(THE PROBLEM) Rewrite all of the entries below, replacing "Indicate" with "Mark" wherever it occurs and changing nothing else. Leave the pictures out of your answer.

(MATERIAL FOR THIS EXERCISE)
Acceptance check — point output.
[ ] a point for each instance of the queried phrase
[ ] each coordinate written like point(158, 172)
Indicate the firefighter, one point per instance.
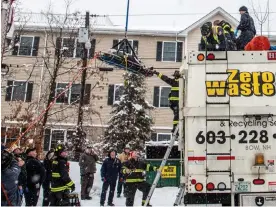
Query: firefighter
point(174, 95)
point(123, 157)
point(134, 171)
point(247, 28)
point(61, 183)
point(212, 37)
point(229, 34)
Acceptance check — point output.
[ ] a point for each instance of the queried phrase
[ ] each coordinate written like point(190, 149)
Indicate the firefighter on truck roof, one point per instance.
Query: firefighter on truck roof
point(174, 95)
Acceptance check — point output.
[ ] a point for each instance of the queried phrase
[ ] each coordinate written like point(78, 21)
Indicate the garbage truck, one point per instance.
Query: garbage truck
point(227, 128)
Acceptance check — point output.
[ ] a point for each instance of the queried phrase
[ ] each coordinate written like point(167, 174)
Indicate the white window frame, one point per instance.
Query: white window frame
point(118, 86)
point(163, 44)
point(20, 131)
point(51, 135)
point(160, 89)
point(26, 88)
point(69, 92)
point(31, 48)
point(131, 43)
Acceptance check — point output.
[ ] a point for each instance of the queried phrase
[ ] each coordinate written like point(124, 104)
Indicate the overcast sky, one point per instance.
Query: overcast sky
point(191, 10)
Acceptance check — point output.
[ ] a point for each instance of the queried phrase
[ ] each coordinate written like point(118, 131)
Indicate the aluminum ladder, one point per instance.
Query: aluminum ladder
point(163, 163)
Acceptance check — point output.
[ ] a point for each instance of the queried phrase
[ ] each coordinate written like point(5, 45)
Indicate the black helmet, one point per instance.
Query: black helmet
point(206, 28)
point(6, 159)
point(60, 148)
point(176, 74)
point(243, 8)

(RIGHT ANSWER)
Acceptance check — point output.
[ ] a point for each instance of the queried phrase
[ ] each coordinate written like point(158, 172)
Mark the firefighter, one point per instance.
Query: firefighter
point(174, 95)
point(123, 157)
point(134, 171)
point(247, 28)
point(61, 183)
point(212, 37)
point(229, 34)
Acceptance check — point output.
[ ] a point for each instance of the queried phrase
[ ] each coordinate written like point(190, 149)
Mark the firefighter on truck roof, one point per instance.
Query: firefighter on truck roof
point(174, 95)
Acceptance check — point output.
[ ] a point for each instance of the queried phrase
[ ] each coordinate written like point(78, 21)
Mark the garbage truck, one point per instance.
Query: garbage truck
point(227, 128)
Acceptance check — point output.
[ ] a point for each instance of the queried phrase
[ ] each coordinate written like point(167, 174)
Mark the white window frame, one point per instance.
Query: white window frame
point(118, 86)
point(163, 44)
point(20, 131)
point(51, 135)
point(160, 89)
point(26, 88)
point(69, 92)
point(31, 48)
point(131, 43)
Acceptance check — point output.
[ ] a point for each instance of the queried phrase
[ ] each coordinate written like point(124, 104)
Mark the overcast sky, one point per instance.
Query: overcast sky
point(191, 10)
Acceptance check — point output.
[ ] a point for each instance of the queried phrase
[ ] each coordinate written like point(118, 131)
Mark the aluminum ladder, one point per instance.
Query: aluminum ladder
point(163, 163)
Acceptance check — point output.
[ ] a point for each instance of the queried phrase
[ ] each coordinate written like point(5, 45)
Mark the black helmet, one point per instance.
Query: black helmet
point(206, 28)
point(6, 159)
point(60, 148)
point(176, 74)
point(243, 8)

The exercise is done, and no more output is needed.